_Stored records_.
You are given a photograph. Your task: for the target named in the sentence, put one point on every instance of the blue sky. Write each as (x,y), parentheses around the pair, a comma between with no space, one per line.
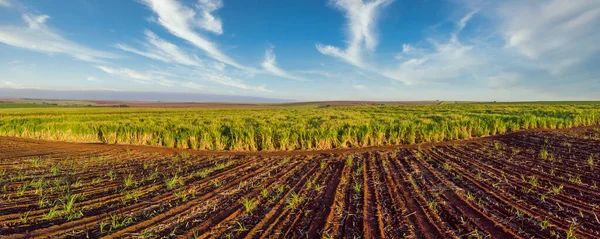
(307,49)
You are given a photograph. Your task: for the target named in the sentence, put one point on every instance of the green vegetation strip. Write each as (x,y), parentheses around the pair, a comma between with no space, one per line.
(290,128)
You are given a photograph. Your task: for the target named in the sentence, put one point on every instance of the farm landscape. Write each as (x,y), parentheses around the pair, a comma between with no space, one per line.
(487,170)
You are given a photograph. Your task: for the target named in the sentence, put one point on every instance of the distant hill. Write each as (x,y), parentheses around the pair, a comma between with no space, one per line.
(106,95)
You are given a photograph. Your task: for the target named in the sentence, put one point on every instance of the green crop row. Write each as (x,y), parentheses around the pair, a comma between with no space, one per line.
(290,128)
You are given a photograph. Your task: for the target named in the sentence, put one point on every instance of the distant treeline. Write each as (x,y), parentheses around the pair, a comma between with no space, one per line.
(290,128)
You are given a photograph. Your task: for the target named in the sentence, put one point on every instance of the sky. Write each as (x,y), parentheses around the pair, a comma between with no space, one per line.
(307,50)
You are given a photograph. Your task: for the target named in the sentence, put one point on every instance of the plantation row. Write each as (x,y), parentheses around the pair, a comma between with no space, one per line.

==

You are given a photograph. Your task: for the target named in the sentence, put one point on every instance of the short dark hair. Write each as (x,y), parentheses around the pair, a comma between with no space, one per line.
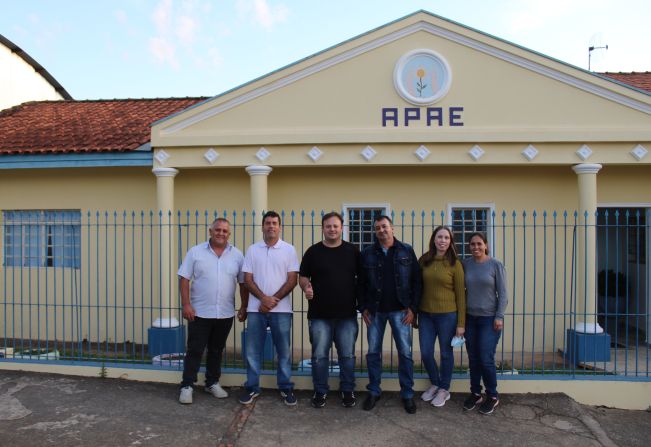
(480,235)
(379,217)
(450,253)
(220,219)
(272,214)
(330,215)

_Goal_.
Convert the span of the records from the line containing "the green crop" through the line containing "of the plantation", both ends included, into a JSON list of strings with one string per line and blank lines omitted.

_Answer to this exercise_.
[
  "You are given a photograph. Your task: for the target named in the sentence, put one point on every instance of the green crop row. Write each as (x,y), parentheses around the pair, a comma between with no space, one per line.",
  "(290,128)",
  "You are given a photograph. Your task: for the target named in the sentence, put one point on every instance of the distant treeline. Write each as (x,y), parentheses around the pair, a comma between with no space, one per line.",
  "(290,128)",
  "You are given a photograph. Your task: for the target named in the sentence, put one point on every instance of the sky. Write each as (x,y), parentheses around the pair, a comma between with no space, one per line.",
  "(307,50)",
  "You are given a photograph. Your task: for the target named in the sentence, put one point on every instance of the plantation row. Write each as (x,y), parentheses around the pair, a comma between with no space, one per line."
]